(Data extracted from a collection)
----

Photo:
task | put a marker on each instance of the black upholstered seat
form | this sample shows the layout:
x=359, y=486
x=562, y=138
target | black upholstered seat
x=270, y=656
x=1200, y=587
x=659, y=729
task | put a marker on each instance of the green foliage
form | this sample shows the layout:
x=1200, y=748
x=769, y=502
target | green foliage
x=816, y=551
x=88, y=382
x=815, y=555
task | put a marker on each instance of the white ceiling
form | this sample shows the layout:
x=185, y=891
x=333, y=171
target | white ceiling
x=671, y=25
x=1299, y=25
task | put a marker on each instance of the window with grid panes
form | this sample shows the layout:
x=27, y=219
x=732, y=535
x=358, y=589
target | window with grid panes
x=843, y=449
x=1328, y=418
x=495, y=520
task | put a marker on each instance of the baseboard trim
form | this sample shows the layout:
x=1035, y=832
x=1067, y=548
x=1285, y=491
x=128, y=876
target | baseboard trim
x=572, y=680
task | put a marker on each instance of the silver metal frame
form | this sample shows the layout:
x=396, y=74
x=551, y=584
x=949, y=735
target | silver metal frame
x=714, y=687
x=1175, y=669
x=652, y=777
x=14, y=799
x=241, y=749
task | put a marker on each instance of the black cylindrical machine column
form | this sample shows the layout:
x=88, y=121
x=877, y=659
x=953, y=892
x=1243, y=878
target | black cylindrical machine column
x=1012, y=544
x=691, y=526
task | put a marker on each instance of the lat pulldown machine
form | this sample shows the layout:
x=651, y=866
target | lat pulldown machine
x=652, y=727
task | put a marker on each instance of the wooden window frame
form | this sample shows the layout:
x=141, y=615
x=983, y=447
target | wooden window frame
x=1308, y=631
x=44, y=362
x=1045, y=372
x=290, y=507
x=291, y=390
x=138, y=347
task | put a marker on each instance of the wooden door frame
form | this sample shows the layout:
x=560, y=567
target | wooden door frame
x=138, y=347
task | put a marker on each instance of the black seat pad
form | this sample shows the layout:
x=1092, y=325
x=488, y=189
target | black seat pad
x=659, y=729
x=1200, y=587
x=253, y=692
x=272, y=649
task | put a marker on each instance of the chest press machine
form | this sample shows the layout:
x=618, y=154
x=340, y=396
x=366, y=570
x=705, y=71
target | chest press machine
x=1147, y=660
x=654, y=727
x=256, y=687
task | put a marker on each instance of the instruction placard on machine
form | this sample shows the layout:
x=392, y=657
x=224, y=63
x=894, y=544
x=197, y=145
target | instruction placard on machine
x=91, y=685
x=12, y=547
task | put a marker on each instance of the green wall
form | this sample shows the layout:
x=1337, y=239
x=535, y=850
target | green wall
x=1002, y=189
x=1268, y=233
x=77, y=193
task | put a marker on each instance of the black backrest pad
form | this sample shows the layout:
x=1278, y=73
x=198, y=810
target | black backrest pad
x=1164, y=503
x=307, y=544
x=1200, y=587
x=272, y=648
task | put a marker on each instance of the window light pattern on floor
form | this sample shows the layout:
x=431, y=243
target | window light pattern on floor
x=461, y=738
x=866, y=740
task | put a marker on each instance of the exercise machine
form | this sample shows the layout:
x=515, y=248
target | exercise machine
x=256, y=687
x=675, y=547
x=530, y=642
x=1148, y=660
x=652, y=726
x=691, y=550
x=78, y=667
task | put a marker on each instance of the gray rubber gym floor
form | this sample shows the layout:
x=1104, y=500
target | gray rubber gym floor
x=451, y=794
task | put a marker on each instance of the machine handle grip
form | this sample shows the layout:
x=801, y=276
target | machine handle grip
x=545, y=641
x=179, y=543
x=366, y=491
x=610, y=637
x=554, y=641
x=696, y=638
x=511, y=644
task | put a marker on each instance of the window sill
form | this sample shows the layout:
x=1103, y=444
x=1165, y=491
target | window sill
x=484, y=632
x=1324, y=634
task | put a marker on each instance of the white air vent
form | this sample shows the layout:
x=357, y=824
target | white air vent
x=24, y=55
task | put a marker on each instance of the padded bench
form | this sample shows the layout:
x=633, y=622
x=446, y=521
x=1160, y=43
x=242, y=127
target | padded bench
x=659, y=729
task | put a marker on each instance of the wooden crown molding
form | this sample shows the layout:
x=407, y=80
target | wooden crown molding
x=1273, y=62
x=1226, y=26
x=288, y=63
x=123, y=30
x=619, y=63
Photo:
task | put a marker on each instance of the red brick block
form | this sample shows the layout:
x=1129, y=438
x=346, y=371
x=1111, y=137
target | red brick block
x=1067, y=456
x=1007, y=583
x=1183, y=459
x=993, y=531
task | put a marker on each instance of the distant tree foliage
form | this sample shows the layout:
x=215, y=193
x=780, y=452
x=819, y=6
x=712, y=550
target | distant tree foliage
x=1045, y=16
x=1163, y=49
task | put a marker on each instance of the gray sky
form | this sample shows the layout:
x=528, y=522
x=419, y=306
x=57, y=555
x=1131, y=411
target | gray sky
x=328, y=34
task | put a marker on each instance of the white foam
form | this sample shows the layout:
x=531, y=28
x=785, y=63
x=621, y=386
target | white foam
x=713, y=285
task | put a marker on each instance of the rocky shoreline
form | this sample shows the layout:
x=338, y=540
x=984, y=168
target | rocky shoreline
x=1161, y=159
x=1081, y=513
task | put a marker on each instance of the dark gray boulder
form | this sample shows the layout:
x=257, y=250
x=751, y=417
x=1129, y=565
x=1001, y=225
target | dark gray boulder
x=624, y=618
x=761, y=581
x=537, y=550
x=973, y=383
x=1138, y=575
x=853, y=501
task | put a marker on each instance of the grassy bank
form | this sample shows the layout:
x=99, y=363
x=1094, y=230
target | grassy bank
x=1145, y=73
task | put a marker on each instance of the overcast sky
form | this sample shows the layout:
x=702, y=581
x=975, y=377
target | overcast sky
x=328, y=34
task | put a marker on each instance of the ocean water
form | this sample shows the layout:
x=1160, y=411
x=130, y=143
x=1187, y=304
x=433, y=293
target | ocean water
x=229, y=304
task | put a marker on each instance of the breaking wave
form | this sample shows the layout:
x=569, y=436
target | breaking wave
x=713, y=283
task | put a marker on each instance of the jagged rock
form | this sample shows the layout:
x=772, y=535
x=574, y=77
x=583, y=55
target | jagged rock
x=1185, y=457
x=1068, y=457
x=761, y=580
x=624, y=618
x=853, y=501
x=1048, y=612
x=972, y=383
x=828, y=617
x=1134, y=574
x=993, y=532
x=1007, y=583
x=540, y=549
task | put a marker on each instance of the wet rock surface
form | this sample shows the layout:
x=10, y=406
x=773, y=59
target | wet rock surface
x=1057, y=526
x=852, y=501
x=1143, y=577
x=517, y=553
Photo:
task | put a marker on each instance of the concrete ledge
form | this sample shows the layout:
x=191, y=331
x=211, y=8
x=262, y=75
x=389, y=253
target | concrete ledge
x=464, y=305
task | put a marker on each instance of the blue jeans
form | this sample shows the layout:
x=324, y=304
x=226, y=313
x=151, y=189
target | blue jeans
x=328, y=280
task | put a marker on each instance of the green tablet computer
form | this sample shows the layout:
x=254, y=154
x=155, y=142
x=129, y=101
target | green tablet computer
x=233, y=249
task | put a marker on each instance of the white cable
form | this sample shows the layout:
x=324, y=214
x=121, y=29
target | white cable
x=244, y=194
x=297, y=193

----

Repeat every entry exactly, leaving nothing out.

Photo:
task | put a marker on each instance of the black upholstered seat
form | this sample shows the layout:
x=359, y=486
x=562, y=138
target | black upholstered seat
x=270, y=656
x=1200, y=587
x=659, y=729
task | put a marker on each instance of the green foliage
form | this sample shows the layout:
x=1200, y=748
x=769, y=502
target | green foliage
x=816, y=551
x=88, y=382
x=815, y=555
task | put a marker on each instance of the white ceiling
form | this sample shows the layout:
x=185, y=891
x=333, y=171
target | white ceiling
x=671, y=25
x=1299, y=25
task | put a marker on each instance of the window with grid panes
form | this sample shows the layout:
x=27, y=219
x=732, y=535
x=358, y=589
target | window with grid panes
x=843, y=449
x=1328, y=418
x=495, y=520
task | put a marker on each instance of the baseboard trim
form | this sample shows the layout:
x=1035, y=832
x=1067, y=548
x=1285, y=491
x=128, y=876
target | baseboard trim
x=572, y=680
task | put a marker on each instance of the silver metal frame
form | this sample shows the layout:
x=396, y=74
x=551, y=584
x=949, y=735
target | silver metal frame
x=714, y=687
x=1175, y=669
x=652, y=777
x=14, y=799
x=241, y=749
task | put a marker on each instance of the black cylindrical machine column
form | this sample shows the layout:
x=88, y=121
x=877, y=659
x=953, y=892
x=1243, y=878
target | black cylindrical machine column
x=1012, y=544
x=691, y=526
task | put a marker on each instance of the lat pulldown machine
form | this sample shows the layout:
x=651, y=866
target | lat pulldown machine
x=652, y=727
task | put a marker on each instance of the wooden window frame
form | this sample shows the layout:
x=141, y=615
x=983, y=447
target | wooden window frame
x=1308, y=631
x=44, y=362
x=1045, y=372
x=290, y=507
x=291, y=390
x=138, y=347
task | put a marker on each instance of the wooden door frame
form | this sample shows the layout:
x=560, y=567
target | wooden door frame
x=138, y=347
task | put a marker on each instance of the black seat pad
form | this sample shows the layout:
x=1092, y=325
x=488, y=189
target | black seat pad
x=659, y=729
x=1200, y=587
x=253, y=692
x=272, y=649
task | put a marker on each instance of the chest press machine
form | this sample shows the layout:
x=618, y=154
x=340, y=396
x=366, y=570
x=705, y=71
target | chest press machine
x=1147, y=660
x=654, y=727
x=256, y=687
task | put a marker on each instance of the instruction placard on machine
form | this sample shows the layout:
x=392, y=657
x=224, y=63
x=894, y=544
x=197, y=145
target | instruction placard on machine
x=91, y=685
x=12, y=547
task | put a marker on each instance of the green wall
form | this sample shows the layout:
x=1337, y=239
x=535, y=850
target | green wall
x=1002, y=189
x=1268, y=233
x=77, y=193
task | put a marker on each instance of the black backrest pad
form | this sample shows the layout:
x=1278, y=73
x=198, y=810
target | black backrest pad
x=1164, y=503
x=307, y=544
x=1200, y=587
x=272, y=648
task | put a marker on each instance of the window light pattern on floor
form | this sample shows the layout:
x=431, y=243
target | window light pattern on floor
x=461, y=738
x=866, y=740
task | put a marker on each instance of the exercise machine
form | this sample shows the layout:
x=515, y=248
target | exercise machine
x=256, y=687
x=675, y=547
x=530, y=642
x=1148, y=660
x=652, y=726
x=691, y=550
x=78, y=667
task | put a marker on each instance of the gray rubber gym floor
form | this sample shows the layout:
x=1104, y=500
target | gray rubber gym floor
x=451, y=794
task | put a marker on each instance of the machine handle grip
form | this sample shows the layout:
x=801, y=276
target | machine handle grip
x=545, y=641
x=179, y=543
x=366, y=491
x=610, y=637
x=554, y=641
x=696, y=638
x=511, y=644
task | put a marker on each instance of the window sill
form | this sample shows the layout:
x=1103, y=444
x=1165, y=491
target | window sill
x=484, y=632
x=1324, y=634
task | put a marker on each instance of the white air vent
form | this sample shows the layout:
x=357, y=824
target | white air vent
x=24, y=55
task | put a marker on each instance of the padded bench
form | this sample shows the layout:
x=633, y=622
x=446, y=521
x=1160, y=43
x=242, y=127
target | padded bench
x=659, y=729
task | put a marker on each instance of the wooden crown molding
form | this sample shows the layout:
x=407, y=80
target | wooden crown molding
x=1273, y=62
x=1226, y=26
x=288, y=63
x=123, y=30
x=619, y=63
Photo:
task | put a marker on each instance of the red brick block
form | this sample shows the layout:
x=1129, y=438
x=346, y=371
x=1111, y=137
target | red brick block
x=1067, y=456
x=1007, y=583
x=1183, y=459
x=993, y=531
task | put a marker on each instance of the distant tree foliage
form | this sample shows the layout:
x=215, y=193
x=780, y=452
x=819, y=6
x=712, y=550
target | distant tree foliage
x=1045, y=16
x=1163, y=49
task | put a marker on each instance of the gray sky
form | this sample shows the layout:
x=528, y=522
x=419, y=306
x=57, y=555
x=1131, y=411
target | gray sky
x=328, y=34
task | put a marker on each instance of the white foam
form | this sample shows the layout:
x=531, y=28
x=785, y=63
x=621, y=386
target | white foam
x=713, y=285
task | put a marker on each instance of the rocky shoreline
form | this sample shows the layout:
x=338, y=540
x=984, y=168
target | rocky shoreline
x=1161, y=159
x=1081, y=513
task | put a marker on each instance of the dark gray boulder
form | this sample shows the layout:
x=257, y=250
x=751, y=417
x=1129, y=565
x=1001, y=225
target | dark gray boulder
x=624, y=618
x=761, y=581
x=537, y=550
x=973, y=383
x=1138, y=575
x=853, y=501
task | put a marker on each instance of the grassy bank
form | this sample shows the layout:
x=99, y=363
x=1094, y=230
target | grassy bank
x=1145, y=73
task | put a marker on each instance of the overcast sky
form | this sample shows the layout:
x=702, y=581
x=975, y=377
target | overcast sky
x=328, y=34
task | put a marker on each instance of the ocean water
form | this sample shows the layout:
x=1160, y=411
x=130, y=143
x=1187, y=304
x=433, y=293
target | ocean water
x=229, y=304
task | put a marker on each instance of the breaking wave
form | this sample shows the layout:
x=569, y=436
target | breaking wave
x=713, y=283
task | put a marker on each instance of the jagged rock
form | this sample shows the layout:
x=772, y=535
x=574, y=77
x=583, y=55
target | jagged rock
x=1185, y=457
x=1068, y=457
x=761, y=580
x=624, y=618
x=853, y=501
x=1048, y=612
x=972, y=383
x=828, y=617
x=1134, y=574
x=993, y=532
x=1007, y=583
x=540, y=549
task | put a marker on each instance of the wet rock surface
form | this sample shows the layout:
x=10, y=406
x=773, y=59
target | wet rock surface
x=1057, y=526
x=852, y=501
x=1143, y=577
x=517, y=553
Photo:
task | put a marker on each instance of the concrete ledge
form | this sample shows the layout:
x=191, y=331
x=211, y=8
x=262, y=75
x=389, y=253
target | concrete ledge
x=464, y=305
task | put a marker on each instance of the blue jeans
form | this sample shows the layout:
x=324, y=304
x=226, y=313
x=151, y=189
target | blue jeans
x=328, y=280
task | put a marker on each instance of the green tablet computer
form | this sample shows the layout:
x=254, y=154
x=155, y=142
x=129, y=101
target | green tablet computer
x=233, y=249
task | put a marker on each instance of the white cable
form | this sample shows the layout:
x=324, y=214
x=121, y=29
target | white cable
x=244, y=194
x=297, y=193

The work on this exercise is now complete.